### Problem statement
Give back only the lines in the records below from the one with "Target: bus roof" to the one with "Target: handrail", both inclusive, word for word.
** Material for this exercise follows **
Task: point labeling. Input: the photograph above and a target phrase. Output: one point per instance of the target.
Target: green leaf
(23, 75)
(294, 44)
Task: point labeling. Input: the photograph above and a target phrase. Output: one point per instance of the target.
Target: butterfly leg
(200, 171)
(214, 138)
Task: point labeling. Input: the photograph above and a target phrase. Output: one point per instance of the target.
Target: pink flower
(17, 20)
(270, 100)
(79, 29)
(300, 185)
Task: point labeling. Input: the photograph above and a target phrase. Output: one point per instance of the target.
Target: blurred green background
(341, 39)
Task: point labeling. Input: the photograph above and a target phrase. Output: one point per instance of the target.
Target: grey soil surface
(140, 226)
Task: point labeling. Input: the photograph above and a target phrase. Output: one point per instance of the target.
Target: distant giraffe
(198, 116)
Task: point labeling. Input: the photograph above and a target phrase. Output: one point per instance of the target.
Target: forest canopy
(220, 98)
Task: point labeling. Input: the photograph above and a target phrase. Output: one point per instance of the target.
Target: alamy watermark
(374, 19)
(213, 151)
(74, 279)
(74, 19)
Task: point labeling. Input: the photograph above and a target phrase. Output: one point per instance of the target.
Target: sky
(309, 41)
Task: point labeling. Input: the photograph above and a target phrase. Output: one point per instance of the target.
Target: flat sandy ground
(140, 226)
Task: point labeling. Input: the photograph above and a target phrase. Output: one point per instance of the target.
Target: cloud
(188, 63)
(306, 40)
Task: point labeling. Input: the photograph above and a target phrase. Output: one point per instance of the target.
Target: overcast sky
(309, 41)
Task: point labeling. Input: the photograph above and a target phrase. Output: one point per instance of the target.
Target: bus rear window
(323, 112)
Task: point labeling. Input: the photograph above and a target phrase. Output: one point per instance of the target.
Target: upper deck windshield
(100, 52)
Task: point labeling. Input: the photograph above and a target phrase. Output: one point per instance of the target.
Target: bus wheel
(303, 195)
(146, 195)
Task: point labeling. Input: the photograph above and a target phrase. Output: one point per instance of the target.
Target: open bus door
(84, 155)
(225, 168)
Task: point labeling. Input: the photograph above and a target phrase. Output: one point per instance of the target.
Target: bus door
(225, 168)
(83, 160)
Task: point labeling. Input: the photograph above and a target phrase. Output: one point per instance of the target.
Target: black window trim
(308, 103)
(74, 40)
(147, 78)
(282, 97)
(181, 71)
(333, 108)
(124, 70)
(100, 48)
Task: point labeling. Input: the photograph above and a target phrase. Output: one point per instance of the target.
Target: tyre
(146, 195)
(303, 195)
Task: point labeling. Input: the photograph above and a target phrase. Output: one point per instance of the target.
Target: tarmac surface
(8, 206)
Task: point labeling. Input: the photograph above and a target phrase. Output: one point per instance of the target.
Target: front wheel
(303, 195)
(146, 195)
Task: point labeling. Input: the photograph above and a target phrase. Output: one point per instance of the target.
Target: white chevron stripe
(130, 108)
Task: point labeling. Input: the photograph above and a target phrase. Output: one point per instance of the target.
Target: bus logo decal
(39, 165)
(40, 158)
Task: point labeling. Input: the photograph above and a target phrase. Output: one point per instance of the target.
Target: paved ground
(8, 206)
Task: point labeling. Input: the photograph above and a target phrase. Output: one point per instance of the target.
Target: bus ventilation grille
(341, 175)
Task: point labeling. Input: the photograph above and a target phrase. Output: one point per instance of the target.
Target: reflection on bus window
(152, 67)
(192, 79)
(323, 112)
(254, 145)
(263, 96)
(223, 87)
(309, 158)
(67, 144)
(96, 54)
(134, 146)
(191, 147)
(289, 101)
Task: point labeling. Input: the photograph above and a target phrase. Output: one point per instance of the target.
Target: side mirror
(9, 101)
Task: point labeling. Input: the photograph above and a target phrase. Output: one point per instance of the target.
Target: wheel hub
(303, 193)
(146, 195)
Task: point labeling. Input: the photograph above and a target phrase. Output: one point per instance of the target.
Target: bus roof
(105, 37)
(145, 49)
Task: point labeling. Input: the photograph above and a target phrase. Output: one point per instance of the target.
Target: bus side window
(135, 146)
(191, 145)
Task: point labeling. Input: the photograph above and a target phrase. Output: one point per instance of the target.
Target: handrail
** End of Material for this exercise **
** Material for this exercise follows **
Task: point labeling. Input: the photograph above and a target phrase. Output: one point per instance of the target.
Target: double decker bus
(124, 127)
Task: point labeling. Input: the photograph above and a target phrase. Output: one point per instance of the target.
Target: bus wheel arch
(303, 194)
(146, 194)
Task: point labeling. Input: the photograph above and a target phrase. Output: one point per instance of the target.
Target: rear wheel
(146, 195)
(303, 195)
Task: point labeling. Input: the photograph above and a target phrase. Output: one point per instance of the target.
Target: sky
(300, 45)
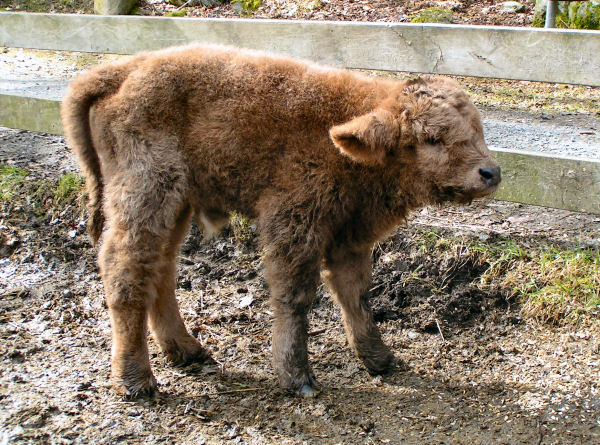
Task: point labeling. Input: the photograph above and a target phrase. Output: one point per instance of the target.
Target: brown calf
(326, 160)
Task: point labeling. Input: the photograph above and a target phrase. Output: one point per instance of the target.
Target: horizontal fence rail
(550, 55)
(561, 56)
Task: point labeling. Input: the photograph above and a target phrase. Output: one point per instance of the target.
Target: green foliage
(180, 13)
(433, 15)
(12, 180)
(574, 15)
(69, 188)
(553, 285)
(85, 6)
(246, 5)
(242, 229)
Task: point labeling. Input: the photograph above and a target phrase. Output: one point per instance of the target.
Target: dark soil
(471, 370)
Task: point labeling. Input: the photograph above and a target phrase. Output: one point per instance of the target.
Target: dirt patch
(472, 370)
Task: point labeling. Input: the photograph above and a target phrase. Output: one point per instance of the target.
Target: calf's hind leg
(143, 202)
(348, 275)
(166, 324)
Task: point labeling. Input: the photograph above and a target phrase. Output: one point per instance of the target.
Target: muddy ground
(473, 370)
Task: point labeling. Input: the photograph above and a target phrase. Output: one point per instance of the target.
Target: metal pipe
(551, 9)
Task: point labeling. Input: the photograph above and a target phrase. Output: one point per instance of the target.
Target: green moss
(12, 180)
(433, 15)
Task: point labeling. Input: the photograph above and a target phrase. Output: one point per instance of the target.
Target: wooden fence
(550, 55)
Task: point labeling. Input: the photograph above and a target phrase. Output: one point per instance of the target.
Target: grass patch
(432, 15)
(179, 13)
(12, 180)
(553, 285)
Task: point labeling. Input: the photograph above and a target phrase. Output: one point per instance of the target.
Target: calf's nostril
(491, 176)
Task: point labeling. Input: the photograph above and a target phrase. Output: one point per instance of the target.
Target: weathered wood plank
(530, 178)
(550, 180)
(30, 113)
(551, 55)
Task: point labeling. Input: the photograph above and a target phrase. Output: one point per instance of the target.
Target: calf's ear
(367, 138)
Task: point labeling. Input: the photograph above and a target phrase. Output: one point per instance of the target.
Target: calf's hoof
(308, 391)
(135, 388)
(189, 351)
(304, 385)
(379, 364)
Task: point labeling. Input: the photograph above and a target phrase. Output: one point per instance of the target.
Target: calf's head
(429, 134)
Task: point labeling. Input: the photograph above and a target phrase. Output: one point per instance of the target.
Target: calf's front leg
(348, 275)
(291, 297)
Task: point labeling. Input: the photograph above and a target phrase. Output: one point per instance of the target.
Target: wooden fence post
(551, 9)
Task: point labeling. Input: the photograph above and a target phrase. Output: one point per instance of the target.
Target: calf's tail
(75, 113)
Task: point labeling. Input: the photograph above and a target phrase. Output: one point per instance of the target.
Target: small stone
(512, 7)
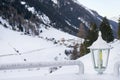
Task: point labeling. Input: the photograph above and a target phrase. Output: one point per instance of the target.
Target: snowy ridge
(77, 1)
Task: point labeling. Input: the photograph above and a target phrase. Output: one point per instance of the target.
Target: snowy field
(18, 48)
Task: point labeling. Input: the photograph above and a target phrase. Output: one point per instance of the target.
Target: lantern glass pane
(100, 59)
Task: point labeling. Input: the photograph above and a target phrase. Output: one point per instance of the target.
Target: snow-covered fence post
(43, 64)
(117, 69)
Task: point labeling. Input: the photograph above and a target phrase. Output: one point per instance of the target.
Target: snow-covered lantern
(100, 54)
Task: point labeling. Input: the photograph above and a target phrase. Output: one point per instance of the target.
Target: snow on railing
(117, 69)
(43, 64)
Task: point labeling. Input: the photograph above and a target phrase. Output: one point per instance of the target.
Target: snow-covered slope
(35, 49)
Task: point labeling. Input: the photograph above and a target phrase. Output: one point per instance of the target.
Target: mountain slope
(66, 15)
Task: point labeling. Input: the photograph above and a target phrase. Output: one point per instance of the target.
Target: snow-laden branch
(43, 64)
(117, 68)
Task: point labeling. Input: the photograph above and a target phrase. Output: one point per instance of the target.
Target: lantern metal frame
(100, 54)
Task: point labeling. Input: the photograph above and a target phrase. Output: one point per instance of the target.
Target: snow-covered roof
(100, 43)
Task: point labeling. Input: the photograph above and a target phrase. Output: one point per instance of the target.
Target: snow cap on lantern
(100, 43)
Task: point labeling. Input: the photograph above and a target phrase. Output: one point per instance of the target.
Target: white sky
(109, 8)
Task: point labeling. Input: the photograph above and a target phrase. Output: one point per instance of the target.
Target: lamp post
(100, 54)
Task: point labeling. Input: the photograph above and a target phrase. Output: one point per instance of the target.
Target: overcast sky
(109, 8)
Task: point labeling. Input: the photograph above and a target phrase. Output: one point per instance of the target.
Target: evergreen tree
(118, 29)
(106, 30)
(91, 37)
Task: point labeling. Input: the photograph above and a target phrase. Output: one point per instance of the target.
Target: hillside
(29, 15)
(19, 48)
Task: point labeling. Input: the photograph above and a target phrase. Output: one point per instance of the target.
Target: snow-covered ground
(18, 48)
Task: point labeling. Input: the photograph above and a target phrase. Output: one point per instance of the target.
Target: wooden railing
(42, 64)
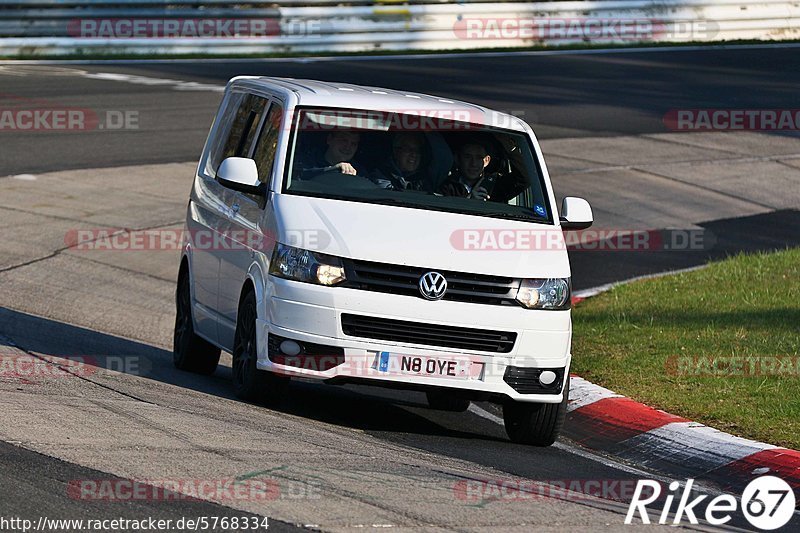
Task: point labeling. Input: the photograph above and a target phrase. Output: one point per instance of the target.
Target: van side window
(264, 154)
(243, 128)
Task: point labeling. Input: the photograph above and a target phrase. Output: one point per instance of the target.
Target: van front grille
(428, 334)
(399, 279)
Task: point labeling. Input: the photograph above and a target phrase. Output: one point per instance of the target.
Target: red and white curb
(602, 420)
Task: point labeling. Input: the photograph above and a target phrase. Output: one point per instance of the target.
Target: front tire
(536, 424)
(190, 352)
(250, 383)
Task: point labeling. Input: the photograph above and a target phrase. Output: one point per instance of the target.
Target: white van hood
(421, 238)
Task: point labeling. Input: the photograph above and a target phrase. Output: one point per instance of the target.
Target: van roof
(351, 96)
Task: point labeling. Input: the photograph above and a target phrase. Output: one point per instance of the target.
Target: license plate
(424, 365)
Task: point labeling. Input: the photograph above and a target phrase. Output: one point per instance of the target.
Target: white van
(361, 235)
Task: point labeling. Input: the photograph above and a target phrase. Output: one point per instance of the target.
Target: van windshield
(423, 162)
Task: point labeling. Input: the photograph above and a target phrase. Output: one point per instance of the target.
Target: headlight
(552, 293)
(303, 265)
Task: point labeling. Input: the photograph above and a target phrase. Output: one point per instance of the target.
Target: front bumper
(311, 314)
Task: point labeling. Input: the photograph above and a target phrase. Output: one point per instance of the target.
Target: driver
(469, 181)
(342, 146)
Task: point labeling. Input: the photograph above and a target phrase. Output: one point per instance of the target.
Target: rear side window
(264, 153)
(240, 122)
** End of Material for this exercise **
### Response area
Target: bus roof
(105, 37)
(145, 49)
Task: point labeling. Input: the photograph above and a target phrase. Output: one point per instance of the target.
Target: bus side window
(135, 146)
(191, 145)
Task: point labeling. Input: the photograph above and a target phrase. Output: one point per instance of the target.
Target: handrail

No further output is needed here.